_What is needed:_
Rewrite the entries beginning at the line that contains "Does the image above contain any forest undergrowth?" and stopping after the line that contains "0, 163, 160, 240", changing every "bounding box" to "enclosing rectangle" and leaving all else as is. Return only those lines.

_Input rows:_

================================

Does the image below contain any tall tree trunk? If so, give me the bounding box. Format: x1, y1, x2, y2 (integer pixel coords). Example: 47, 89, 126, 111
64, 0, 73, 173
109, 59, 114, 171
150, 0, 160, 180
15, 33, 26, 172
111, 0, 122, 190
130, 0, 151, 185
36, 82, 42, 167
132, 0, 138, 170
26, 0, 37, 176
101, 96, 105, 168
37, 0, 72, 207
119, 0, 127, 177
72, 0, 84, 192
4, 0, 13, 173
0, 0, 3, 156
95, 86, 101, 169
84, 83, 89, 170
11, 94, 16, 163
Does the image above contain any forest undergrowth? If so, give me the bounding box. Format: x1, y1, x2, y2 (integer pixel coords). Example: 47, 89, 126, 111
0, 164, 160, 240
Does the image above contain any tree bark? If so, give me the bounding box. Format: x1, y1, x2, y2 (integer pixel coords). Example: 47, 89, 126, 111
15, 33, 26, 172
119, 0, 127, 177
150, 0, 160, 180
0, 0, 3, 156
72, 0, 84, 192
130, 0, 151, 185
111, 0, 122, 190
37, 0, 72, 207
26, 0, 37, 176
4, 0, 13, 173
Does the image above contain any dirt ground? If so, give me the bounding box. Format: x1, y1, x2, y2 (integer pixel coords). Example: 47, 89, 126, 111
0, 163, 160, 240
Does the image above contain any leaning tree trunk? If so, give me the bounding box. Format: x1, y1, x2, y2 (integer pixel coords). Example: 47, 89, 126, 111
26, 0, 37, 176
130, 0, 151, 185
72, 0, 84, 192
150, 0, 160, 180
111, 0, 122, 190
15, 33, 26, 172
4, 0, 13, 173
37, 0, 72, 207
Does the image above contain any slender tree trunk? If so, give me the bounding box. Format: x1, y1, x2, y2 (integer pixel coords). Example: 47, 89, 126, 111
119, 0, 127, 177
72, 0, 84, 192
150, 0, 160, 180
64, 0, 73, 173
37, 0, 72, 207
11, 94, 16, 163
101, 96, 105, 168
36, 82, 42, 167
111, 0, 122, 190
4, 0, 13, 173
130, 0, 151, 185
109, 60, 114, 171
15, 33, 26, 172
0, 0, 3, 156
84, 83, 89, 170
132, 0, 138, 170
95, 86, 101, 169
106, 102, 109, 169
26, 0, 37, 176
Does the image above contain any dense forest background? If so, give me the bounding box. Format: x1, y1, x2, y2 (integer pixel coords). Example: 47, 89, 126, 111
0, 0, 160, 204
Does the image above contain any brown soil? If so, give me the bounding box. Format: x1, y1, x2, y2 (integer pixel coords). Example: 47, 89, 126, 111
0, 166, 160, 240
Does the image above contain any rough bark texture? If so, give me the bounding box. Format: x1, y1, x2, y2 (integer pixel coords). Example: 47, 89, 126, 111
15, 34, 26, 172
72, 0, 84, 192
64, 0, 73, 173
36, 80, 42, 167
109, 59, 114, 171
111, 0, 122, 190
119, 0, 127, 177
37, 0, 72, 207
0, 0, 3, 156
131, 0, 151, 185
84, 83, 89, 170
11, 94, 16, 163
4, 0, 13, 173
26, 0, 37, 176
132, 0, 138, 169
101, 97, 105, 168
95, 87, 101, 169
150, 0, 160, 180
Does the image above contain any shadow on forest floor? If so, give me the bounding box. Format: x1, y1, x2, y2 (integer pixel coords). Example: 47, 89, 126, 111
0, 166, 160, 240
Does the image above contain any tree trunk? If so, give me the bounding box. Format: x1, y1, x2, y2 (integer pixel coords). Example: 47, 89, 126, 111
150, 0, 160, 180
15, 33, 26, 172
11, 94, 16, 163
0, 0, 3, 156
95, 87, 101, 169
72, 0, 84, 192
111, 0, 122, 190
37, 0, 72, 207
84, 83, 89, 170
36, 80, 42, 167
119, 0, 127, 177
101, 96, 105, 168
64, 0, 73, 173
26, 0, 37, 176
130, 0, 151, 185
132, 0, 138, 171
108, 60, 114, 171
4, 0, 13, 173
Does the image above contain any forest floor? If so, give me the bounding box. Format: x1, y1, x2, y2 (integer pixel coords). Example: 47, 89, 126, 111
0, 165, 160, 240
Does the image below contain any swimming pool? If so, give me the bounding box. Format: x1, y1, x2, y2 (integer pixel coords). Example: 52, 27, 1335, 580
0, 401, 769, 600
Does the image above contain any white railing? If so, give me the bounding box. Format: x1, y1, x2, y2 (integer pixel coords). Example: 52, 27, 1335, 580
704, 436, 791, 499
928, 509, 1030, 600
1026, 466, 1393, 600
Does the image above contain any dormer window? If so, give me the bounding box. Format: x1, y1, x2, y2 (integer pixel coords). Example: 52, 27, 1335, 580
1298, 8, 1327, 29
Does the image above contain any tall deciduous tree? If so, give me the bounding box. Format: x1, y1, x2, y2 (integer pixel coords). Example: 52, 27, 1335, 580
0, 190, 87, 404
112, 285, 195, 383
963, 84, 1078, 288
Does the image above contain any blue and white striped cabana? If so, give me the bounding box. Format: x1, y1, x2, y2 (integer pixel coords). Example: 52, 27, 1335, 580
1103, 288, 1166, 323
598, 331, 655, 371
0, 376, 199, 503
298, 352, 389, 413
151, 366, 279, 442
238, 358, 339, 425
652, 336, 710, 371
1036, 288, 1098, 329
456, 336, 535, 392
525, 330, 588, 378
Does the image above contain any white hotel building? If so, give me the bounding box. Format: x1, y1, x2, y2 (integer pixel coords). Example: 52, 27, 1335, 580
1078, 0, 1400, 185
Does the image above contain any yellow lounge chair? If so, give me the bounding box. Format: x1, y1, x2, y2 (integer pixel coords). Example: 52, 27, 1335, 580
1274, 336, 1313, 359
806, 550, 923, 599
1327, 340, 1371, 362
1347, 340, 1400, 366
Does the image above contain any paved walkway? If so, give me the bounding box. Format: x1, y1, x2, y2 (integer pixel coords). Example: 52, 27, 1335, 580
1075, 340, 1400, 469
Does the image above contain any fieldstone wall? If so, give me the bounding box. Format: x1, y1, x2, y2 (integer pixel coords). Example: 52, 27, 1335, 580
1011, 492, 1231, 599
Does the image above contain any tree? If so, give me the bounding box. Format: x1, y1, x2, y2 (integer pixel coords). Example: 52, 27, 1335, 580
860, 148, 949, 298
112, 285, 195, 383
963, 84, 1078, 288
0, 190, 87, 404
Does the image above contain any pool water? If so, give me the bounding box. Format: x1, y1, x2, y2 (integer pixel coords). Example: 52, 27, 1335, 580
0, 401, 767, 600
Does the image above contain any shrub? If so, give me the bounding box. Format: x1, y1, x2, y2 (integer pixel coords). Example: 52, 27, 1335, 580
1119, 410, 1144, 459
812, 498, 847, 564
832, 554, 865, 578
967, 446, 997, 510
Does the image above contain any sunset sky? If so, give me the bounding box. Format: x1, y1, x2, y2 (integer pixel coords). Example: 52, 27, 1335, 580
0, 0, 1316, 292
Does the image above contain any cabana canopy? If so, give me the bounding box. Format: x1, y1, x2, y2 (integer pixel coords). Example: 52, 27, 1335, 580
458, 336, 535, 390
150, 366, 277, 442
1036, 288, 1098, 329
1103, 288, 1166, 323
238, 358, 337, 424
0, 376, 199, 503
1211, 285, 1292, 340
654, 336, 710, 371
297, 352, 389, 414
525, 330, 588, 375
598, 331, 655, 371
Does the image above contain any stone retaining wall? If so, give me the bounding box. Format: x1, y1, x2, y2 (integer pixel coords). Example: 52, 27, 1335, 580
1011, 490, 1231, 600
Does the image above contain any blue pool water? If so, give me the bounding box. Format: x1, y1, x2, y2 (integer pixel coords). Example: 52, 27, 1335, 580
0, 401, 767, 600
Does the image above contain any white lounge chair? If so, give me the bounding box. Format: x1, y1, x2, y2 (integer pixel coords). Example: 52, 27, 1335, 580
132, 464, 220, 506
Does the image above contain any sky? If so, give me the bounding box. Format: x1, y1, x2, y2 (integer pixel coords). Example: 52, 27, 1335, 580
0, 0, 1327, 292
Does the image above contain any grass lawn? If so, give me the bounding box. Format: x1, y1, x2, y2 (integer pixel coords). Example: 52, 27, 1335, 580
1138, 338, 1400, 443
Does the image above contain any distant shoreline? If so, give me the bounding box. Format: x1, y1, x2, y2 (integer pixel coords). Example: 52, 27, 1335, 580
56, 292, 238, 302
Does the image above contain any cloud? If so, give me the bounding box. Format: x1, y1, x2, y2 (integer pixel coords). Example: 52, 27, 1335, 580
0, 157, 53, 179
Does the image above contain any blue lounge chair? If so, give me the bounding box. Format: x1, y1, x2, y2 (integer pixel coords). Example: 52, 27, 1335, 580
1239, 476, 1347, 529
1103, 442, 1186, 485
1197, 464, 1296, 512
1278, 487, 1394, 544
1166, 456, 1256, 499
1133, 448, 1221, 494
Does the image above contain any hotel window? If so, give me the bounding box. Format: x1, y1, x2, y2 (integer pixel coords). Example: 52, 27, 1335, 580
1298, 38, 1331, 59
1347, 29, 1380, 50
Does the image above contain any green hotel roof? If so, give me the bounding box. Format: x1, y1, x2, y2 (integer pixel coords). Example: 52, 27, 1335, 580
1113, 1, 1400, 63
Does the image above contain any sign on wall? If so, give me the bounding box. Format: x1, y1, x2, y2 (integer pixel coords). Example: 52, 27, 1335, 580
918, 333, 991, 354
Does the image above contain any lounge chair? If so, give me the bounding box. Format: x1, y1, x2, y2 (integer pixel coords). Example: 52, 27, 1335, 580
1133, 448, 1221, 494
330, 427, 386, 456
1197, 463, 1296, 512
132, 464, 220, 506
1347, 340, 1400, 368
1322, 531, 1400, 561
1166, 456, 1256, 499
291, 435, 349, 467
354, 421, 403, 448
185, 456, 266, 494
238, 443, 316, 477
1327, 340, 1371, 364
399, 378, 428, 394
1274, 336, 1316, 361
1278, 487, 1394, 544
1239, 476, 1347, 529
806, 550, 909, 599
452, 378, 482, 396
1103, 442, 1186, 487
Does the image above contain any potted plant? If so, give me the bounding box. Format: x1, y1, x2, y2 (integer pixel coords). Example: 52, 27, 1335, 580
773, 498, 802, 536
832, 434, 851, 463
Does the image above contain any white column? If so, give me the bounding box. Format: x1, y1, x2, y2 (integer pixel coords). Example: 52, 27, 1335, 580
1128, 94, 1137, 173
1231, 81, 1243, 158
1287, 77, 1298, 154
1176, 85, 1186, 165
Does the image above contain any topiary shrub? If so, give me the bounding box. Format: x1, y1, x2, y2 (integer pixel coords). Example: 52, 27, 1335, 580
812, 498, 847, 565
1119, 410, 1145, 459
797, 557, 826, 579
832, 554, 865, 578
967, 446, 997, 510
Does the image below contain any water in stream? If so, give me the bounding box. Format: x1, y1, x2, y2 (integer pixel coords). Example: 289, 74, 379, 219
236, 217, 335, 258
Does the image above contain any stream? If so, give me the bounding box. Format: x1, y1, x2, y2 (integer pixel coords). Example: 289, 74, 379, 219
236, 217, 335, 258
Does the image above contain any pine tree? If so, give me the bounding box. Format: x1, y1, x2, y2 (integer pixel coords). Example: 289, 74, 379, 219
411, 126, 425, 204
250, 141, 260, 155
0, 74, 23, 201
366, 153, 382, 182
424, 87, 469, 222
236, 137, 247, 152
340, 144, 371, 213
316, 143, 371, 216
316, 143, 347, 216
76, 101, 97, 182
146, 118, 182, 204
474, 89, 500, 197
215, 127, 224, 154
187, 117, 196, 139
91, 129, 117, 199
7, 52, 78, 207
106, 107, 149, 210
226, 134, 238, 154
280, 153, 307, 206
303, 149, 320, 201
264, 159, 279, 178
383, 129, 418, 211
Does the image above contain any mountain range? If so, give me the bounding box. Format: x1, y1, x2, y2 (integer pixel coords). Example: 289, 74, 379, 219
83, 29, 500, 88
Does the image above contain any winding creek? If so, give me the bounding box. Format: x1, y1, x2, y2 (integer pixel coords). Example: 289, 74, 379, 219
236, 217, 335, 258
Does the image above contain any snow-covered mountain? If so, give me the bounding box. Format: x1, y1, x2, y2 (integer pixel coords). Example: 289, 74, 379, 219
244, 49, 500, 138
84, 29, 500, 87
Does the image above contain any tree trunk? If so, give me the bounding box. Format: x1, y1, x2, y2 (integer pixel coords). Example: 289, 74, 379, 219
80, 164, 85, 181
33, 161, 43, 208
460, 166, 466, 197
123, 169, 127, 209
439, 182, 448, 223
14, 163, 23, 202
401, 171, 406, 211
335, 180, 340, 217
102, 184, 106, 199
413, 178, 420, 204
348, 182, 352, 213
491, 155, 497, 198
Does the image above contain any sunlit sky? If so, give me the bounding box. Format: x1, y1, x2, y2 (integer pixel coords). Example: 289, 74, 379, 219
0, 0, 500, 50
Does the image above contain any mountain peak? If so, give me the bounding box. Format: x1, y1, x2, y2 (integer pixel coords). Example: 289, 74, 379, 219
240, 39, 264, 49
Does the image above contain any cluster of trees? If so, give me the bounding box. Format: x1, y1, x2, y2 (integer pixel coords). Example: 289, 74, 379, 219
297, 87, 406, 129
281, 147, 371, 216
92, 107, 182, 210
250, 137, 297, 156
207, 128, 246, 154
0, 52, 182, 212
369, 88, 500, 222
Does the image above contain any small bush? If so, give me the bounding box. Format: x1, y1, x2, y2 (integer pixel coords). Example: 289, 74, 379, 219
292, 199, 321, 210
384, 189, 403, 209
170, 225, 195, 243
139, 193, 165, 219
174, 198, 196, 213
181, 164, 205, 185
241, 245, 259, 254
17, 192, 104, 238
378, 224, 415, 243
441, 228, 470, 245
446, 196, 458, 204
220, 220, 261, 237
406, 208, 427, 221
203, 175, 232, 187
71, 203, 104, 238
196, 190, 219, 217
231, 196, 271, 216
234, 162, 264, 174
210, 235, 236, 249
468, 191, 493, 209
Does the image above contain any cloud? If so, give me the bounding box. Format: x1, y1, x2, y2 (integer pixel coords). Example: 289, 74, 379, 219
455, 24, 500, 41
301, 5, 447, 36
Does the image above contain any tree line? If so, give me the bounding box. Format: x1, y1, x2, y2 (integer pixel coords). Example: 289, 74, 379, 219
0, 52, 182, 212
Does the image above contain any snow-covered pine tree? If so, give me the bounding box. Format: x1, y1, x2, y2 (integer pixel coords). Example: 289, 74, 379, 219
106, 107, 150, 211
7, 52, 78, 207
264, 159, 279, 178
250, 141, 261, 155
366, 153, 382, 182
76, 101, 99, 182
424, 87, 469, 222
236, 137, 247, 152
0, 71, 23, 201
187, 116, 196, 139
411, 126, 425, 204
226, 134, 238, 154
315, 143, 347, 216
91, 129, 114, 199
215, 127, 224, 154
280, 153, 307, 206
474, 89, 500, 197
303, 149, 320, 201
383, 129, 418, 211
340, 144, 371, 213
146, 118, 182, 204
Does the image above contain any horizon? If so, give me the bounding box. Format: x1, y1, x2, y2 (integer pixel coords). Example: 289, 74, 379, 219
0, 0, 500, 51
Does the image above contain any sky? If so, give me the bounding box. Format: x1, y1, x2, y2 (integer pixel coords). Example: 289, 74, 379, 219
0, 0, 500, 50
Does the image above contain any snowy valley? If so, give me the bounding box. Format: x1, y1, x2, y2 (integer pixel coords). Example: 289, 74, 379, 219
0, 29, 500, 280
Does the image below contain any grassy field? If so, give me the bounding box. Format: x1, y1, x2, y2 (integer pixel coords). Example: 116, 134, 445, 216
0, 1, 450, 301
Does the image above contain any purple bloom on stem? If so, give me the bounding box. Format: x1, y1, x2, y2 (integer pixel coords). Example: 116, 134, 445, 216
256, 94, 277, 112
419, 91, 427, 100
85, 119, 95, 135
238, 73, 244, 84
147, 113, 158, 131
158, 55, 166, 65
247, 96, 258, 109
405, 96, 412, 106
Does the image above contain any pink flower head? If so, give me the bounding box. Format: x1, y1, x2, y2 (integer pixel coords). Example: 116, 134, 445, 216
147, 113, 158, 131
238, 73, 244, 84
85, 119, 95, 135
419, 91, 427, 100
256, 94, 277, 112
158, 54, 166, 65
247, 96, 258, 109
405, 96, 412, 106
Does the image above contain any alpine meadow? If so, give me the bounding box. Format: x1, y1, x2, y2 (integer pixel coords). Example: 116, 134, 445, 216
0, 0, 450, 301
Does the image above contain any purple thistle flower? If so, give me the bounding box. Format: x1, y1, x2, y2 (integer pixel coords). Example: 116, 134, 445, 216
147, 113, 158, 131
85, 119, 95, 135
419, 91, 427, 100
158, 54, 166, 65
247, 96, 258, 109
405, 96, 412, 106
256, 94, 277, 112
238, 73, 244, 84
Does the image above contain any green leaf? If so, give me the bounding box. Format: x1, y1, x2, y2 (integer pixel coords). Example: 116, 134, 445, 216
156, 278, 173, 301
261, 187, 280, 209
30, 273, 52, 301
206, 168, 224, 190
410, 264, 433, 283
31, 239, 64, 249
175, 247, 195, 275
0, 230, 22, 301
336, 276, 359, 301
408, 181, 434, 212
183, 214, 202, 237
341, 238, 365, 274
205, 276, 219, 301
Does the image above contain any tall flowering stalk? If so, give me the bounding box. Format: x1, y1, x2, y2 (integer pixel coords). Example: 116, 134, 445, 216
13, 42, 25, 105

================================

_Solution:_
Does the image above contain any forest undergrowth? If so, give me the enclosing rectangle. Format: x1, y1, x2, y2 (integer pixel coords). Example: 47, 89, 126, 111
0, 164, 160, 240
Does the image above contain any tree bark? If so, give me the enclosing rectangle. Format: x1, y1, x2, y2 (integer pixel coords). Example: 47, 89, 126, 111
15, 33, 26, 172
119, 0, 127, 177
150, 0, 160, 180
0, 0, 3, 156
72, 0, 84, 192
130, 0, 151, 185
111, 0, 122, 190
37, 0, 72, 207
26, 0, 37, 176
4, 0, 13, 173
Does the image above contain any dirt ground? If so, give me the enclosing rectangle. Format: x1, y1, x2, y2 (integer pixel coords). Example: 47, 89, 126, 111
0, 163, 160, 240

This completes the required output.